### Document section
[Start of Attachment]
Evil, after many years of neglect in ethics, has returned as a topic of interest since at least 9/11. One of the things that characterizes this return is the use of science. Traditionally, evil has been understood as a phenomenon that entails free will, choice, moral responsibility, sin, and guilt. If we construe it this way then we are talking about moral evil. If evil is approached as an amoral phenomenon to be studied by the natural sciences then we would have natural evil and treat it more as an illness or malfunction of some kind. In this post I explore these two approaches and argue they both have something important to offer our understanding of evil. Let’s begin with natural evil.
Simon Baron-Cohen, Professor of Developmental Psychopathology at the University of Cambridge and author of The Science of Evil: On Empathy and the Origins of Cruelty (Basic Books, 2011), claims evil acts are the result of a malfunctioning “empathy circuit” in the brain. He writes: “In chapter 1 we surveyed many types of “evil” acts. We can assume that whatever the nature of the act (be it physical unempathetic acts [physical violence, murder, torture, rape, genocide, etc.]), or nonphysical unempathetic acts [deception, mockery, verbal abuse, etc.]), at the very moment of the act the empathy circuit “goes down”” (170). This leads Baron-Cohen to the conclusion that those who do evil acts have no free will and shouldn’t be punished:
“First, the moral issue: If zero degrees of empathy is really a form of neurological disability, to what extent can such an individual who commits a crime be held responsible for what they have done? This gets tangled up with the free will debate, for if zero degrees of empathy leaves an individual to some extent “blind” to the impact of their actions on others’ feelings, then surely they deserve our sympathy rather than punishment.” (160)
Thus it is no surprise when Baron-Cohen tells us that, while imprisonment is sometimes necessary to protect society, show disapproval, and offer justice to a victim and/or a victim’s family, he also supports treatment rather than prison in many cases and is against the death penalty. To be sure, he still uses the term ‘evil’. But, as you will notice in the above quotation, he put the term ‘evil’ in quotations – “evil” – and certainly doesn’t construe evil as moral evil.
[End of Attachment]
### Problem statement
From the essay on evil, retype the part that opens with the words containing "Thus it is no" and closes with "as moral evil.". None of the lines that come next are needed for any task.

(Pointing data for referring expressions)
[Start of Attachment]
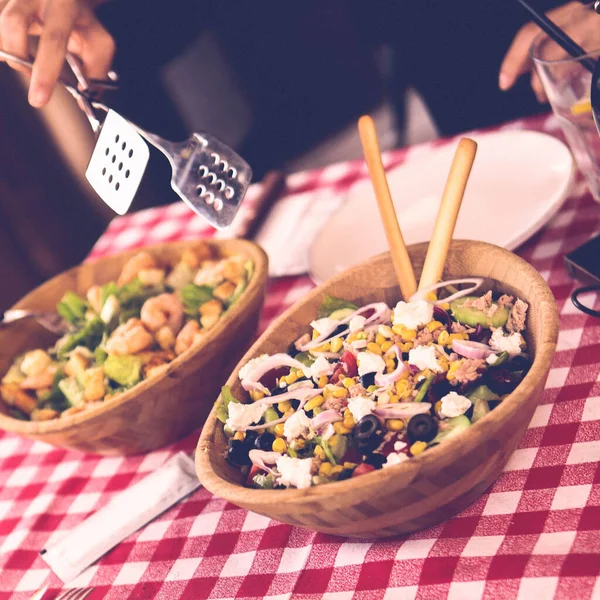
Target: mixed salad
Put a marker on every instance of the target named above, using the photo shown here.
(124, 331)
(369, 387)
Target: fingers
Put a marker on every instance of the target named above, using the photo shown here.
(15, 18)
(516, 61)
(58, 21)
(97, 50)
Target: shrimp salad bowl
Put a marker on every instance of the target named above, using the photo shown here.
(151, 335)
(362, 413)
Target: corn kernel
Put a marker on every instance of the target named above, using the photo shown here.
(386, 346)
(434, 325)
(418, 447)
(385, 331)
(325, 469)
(374, 348)
(279, 445)
(336, 344)
(340, 392)
(284, 406)
(348, 382)
(314, 402)
(340, 428)
(394, 425)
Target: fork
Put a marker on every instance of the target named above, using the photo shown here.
(73, 594)
(50, 321)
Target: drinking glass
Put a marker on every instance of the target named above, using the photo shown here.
(567, 84)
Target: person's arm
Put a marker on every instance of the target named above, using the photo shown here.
(62, 25)
(578, 20)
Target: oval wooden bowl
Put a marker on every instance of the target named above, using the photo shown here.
(159, 410)
(434, 485)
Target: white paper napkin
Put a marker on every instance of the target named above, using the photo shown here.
(123, 515)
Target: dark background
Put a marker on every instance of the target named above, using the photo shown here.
(306, 70)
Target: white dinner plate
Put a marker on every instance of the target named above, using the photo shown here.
(518, 182)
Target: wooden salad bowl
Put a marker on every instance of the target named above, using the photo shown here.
(431, 486)
(158, 410)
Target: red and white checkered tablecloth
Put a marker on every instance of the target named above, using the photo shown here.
(534, 535)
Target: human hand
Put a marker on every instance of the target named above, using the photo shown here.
(62, 25)
(577, 20)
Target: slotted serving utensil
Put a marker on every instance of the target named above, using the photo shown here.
(208, 175)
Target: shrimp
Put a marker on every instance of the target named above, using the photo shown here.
(165, 309)
(129, 338)
(139, 262)
(45, 379)
(191, 334)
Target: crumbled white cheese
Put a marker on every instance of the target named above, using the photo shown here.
(491, 359)
(251, 365)
(506, 343)
(413, 314)
(370, 363)
(454, 405)
(110, 309)
(357, 323)
(423, 357)
(321, 366)
(360, 406)
(328, 432)
(324, 325)
(294, 471)
(243, 415)
(296, 426)
(394, 458)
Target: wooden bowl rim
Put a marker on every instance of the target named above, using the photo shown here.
(545, 352)
(259, 277)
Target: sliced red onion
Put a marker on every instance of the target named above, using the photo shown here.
(261, 459)
(300, 392)
(252, 381)
(383, 379)
(402, 410)
(328, 354)
(323, 419)
(380, 311)
(422, 294)
(470, 349)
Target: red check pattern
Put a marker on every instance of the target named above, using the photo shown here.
(535, 534)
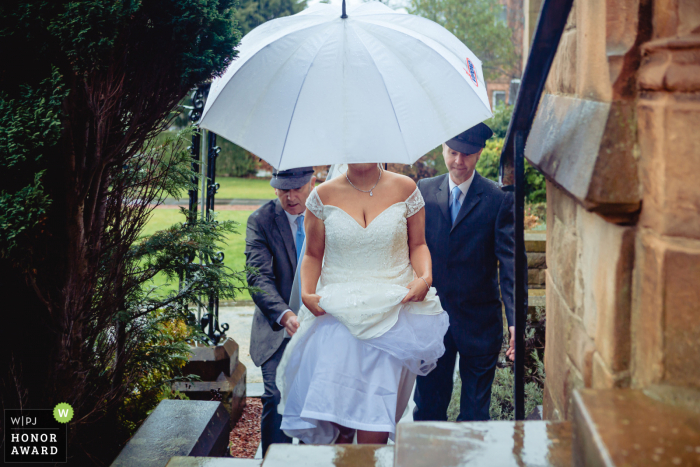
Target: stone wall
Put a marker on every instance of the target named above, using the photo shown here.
(618, 138)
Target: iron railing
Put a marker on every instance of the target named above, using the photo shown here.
(550, 26)
(209, 322)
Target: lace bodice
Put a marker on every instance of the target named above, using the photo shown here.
(376, 253)
(364, 276)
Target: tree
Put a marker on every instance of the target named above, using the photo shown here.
(97, 82)
(253, 13)
(478, 24)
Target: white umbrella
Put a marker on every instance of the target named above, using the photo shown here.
(376, 86)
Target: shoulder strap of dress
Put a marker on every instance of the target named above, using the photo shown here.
(314, 204)
(414, 203)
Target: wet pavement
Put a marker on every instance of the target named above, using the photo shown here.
(502, 443)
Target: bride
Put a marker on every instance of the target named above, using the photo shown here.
(370, 321)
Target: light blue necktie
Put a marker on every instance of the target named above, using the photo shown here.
(300, 235)
(300, 244)
(454, 208)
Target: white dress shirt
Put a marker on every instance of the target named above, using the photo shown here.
(292, 218)
(463, 187)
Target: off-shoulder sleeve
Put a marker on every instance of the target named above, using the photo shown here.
(314, 204)
(414, 203)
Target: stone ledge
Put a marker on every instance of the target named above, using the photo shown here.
(493, 443)
(586, 148)
(180, 461)
(535, 242)
(624, 427)
(339, 455)
(178, 428)
(209, 361)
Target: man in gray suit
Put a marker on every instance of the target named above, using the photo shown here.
(274, 237)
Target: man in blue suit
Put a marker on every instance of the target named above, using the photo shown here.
(469, 228)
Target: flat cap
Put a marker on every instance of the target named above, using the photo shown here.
(472, 140)
(291, 179)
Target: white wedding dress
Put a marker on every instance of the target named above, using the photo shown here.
(356, 365)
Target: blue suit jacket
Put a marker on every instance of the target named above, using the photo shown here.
(269, 247)
(466, 260)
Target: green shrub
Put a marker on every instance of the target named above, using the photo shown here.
(502, 407)
(500, 120)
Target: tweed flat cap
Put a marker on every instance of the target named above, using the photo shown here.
(472, 140)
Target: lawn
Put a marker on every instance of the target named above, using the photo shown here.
(233, 250)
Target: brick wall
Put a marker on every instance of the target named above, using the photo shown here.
(617, 138)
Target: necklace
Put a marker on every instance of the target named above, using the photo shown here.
(366, 191)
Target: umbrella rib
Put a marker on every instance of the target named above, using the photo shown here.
(422, 41)
(393, 109)
(296, 101)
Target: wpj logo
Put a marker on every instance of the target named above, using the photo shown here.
(37, 435)
(471, 72)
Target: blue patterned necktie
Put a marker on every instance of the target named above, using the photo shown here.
(300, 235)
(454, 207)
(300, 244)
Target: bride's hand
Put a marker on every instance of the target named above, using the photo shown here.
(417, 290)
(311, 302)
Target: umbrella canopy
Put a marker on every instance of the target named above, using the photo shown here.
(376, 86)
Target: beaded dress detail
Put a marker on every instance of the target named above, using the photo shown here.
(363, 280)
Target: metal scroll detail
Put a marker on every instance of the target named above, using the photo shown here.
(209, 321)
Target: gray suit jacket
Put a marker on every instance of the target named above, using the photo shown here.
(270, 249)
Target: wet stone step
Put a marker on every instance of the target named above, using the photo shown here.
(178, 428)
(625, 427)
(483, 444)
(339, 455)
(182, 461)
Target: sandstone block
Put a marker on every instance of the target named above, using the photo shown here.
(681, 284)
(559, 318)
(232, 389)
(536, 260)
(535, 242)
(536, 277)
(208, 362)
(562, 75)
(604, 378)
(605, 286)
(561, 203)
(562, 258)
(591, 51)
(647, 315)
(586, 148)
(574, 382)
(666, 320)
(580, 348)
(670, 153)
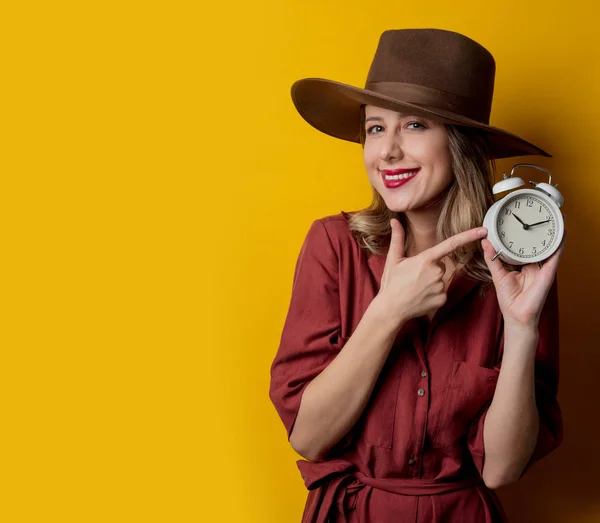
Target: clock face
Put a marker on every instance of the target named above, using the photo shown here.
(526, 226)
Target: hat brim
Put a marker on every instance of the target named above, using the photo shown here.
(334, 109)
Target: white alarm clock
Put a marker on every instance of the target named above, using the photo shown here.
(526, 225)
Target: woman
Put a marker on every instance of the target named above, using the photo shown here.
(414, 373)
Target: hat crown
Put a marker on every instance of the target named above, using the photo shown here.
(437, 59)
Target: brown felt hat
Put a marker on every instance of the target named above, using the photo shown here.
(433, 73)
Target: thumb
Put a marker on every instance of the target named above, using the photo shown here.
(496, 268)
(396, 251)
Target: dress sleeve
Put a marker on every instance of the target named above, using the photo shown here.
(546, 390)
(310, 338)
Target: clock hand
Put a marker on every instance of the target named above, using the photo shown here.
(525, 226)
(538, 223)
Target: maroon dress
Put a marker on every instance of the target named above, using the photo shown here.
(416, 454)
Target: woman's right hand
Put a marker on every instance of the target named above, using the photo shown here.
(412, 287)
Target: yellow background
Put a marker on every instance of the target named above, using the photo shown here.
(157, 184)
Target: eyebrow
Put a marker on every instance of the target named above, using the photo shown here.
(379, 118)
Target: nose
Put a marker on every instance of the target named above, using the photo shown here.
(391, 148)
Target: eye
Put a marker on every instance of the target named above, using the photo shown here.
(417, 123)
(372, 127)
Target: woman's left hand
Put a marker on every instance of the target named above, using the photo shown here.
(521, 295)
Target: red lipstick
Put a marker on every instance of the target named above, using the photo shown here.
(392, 184)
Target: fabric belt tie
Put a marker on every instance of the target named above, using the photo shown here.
(341, 491)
[End of Attachment]
### Response
Thus it is no surprise when Baron-Cohen tells us that, while imprisonment is sometimes necessary to protect society, show disapproval, and offer justice to a victim and/or a victim’s family, he also supports treatment rather than prison in many cases and is against the death penalty. To be sure, he still uses the term ‘evil’. But, as you will notice in the above quotation, he put the term ‘evil’ in quotations – “evil” – and certainly doesn’t construe evil as moral evil.